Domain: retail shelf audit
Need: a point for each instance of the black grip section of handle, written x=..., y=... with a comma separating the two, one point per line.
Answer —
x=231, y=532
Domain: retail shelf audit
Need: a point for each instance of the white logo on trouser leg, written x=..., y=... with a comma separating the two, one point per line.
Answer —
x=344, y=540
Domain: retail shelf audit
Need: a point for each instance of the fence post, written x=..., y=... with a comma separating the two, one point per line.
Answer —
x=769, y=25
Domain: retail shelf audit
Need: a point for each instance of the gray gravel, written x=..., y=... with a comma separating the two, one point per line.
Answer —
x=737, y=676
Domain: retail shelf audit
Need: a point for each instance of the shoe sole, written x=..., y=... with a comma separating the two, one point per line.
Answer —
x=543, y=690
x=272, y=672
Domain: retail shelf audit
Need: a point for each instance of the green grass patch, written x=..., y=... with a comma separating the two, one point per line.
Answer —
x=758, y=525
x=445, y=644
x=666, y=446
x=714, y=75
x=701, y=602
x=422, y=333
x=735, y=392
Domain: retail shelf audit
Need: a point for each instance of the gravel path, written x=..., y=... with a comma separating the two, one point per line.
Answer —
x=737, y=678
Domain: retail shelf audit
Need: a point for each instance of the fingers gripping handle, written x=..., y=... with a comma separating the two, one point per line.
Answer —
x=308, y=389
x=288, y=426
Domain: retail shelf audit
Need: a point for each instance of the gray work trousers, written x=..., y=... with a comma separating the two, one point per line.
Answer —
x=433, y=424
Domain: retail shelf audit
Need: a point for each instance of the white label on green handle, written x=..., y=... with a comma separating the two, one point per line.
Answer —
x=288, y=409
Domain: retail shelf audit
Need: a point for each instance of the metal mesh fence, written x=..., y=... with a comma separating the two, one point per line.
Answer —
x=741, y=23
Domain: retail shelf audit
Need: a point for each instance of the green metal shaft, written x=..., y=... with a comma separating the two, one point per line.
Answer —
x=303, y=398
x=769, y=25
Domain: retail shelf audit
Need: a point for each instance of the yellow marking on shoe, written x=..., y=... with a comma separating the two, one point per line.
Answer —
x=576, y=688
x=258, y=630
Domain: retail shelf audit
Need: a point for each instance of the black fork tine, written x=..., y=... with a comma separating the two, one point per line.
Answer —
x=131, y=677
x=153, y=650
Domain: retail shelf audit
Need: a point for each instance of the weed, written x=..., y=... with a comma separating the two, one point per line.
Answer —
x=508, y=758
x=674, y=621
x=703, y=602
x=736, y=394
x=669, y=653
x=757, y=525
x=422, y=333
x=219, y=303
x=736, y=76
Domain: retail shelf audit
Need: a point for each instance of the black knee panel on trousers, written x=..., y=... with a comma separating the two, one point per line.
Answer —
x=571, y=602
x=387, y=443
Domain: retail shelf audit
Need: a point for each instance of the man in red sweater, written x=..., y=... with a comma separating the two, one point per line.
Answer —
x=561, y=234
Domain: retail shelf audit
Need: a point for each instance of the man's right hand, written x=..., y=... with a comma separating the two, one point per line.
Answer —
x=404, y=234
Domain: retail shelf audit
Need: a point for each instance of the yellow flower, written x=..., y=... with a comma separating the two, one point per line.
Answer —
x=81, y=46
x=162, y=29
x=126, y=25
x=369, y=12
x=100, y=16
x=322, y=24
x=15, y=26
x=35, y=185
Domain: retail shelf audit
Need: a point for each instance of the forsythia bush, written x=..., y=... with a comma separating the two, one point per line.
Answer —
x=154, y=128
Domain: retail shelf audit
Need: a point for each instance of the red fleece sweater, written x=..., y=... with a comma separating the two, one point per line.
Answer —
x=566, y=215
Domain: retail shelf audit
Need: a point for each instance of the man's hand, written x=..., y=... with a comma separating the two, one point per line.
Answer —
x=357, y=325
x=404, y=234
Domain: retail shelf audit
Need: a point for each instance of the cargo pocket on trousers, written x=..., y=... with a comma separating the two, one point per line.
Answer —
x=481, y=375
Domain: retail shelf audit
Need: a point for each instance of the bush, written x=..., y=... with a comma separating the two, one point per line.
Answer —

# ABOUT THIS TASK:
Taking care to miss no line, set down the whole listing above exactly.

# RESULT OF THE EXERCISE:
Domain: retail shelf audit
Need: a point for each instance of the black grip section of handle, written x=..., y=... with a comma separating the two, one point per line.
Answer —
x=231, y=532
Domain: retail shelf audit
Need: a point for each instance of the white logo on trouser leg, written x=..., y=... with a comma separating the two, one point per line.
Answer —
x=344, y=540
Domain: retail shelf audit
Need: a point for each instance of the fence post, written x=..., y=... with a comma separating the two, one point per line.
Answer —
x=769, y=25
Domain: retail shelf audit
Need: a point for each instance of the gray gravel, written x=..., y=... with a comma separating the two, one point per line.
Answer —
x=737, y=676
Domain: retail shelf audit
Need: a point for each instance of the shoe sole, written x=..., y=... with a comma separating the two, one point per line.
Answer —
x=543, y=690
x=272, y=672
Domain: retail shelf audit
Need: a point for each instance of the green grass patch, written x=..., y=... with a comma separating the two, one point per line.
Answer —
x=758, y=525
x=445, y=644
x=666, y=446
x=714, y=75
x=701, y=602
x=422, y=333
x=735, y=392
Domain: retail shelf audit
Need: a point for each instance of the gravel path, written x=..., y=... with a comma separating the two, one point per line.
Answer —
x=737, y=678
Domain: retail shelf audit
Need: a point for each instance of the fingers gripping handle, written x=..., y=... with a comma separating the two, one point per line.
Answer —
x=308, y=389
x=288, y=426
Domain: retail shelf audit
Need: a point for each instance of the gray work trousers, written x=..., y=... with a comma separating the two, one point per line.
Answer —
x=433, y=424
Domain: retail shelf audit
Need: a point for each instance of the white label on green handle, written x=..., y=... with a comma separating the two, one point per line.
Answer —
x=288, y=409
Domain: retail shelf audit
Need: a point for each instance of the metal mesh fence, written x=..., y=... with a comma separating the two, one point per line.
Answer —
x=741, y=23
Domain: retail shelf audit
Need: a point for each instance of the green metal shaft, written x=..., y=... with a comma separating the two, one point per line.
Answer —
x=303, y=398
x=769, y=25
Domain: retail shelf audit
Need: a point for each instance of the yellow marking on shoe, written x=..., y=... with a comma separating the two, one point per line.
Answer —
x=576, y=688
x=258, y=630
Domain: retail shelf audit
Need: a point for each instance of the black fork tine, written x=..., y=... with a comma separating the two, one point per line.
Answer —
x=131, y=677
x=153, y=650
Domain: retail shelf audit
Need: a point for each instance of the weed, written x=..., y=... with a comma separating the two, one point per line.
Answer —
x=508, y=758
x=674, y=621
x=703, y=602
x=736, y=394
x=669, y=653
x=757, y=525
x=422, y=333
x=219, y=303
x=736, y=76
Domain: retail shelf audit
Need: a point for each instance of the black knee panel on trousers, written x=..., y=... with a comma separating the two, one point per line.
Answer —
x=571, y=602
x=387, y=443
Domain: retail shelf audit
Need: a point for each instance of the man in red sweater, written x=..., y=... with a comma separating the two, one point per line.
Answer —
x=561, y=234
Domain: retail shelf audit
Need: a point for each instance of the man's right hand, written x=..., y=... with a comma separating the two, one point per line.
Answer —
x=404, y=234
Domain: retail shelf audit
Need: a point for each instance of the yellow flower, written x=..., y=... with a comma separating the two, one point per line.
Answer —
x=81, y=46
x=162, y=29
x=126, y=25
x=369, y=12
x=100, y=16
x=322, y=24
x=15, y=26
x=35, y=185
Domain: retail shelf audit
Need: a point for each instance of the forsythia bush, written x=..., y=... with a comma separating the two, one point per line.
Answer —
x=154, y=128
Domain: retail shelf audit
Need: a point for each instance of the red fleece sweater, written x=..., y=... with a comma separating the two, one point per line.
Answer —
x=566, y=215
Domain: retail shelf audit
Need: a point for each instance of the man's hand, written x=..., y=... with a comma separating the two, one point per line.
Answer —
x=357, y=325
x=404, y=234
Domain: retail shelf audit
Need: a point for each instance of the cargo pocket on trousers, written x=..., y=... with a comma separating the two, one point per line.
Answer —
x=481, y=375
Domain: retail shelf audit
Need: a point for each instance of the bush, written x=..., y=... with a comma separating the two, one point per line.
Answer —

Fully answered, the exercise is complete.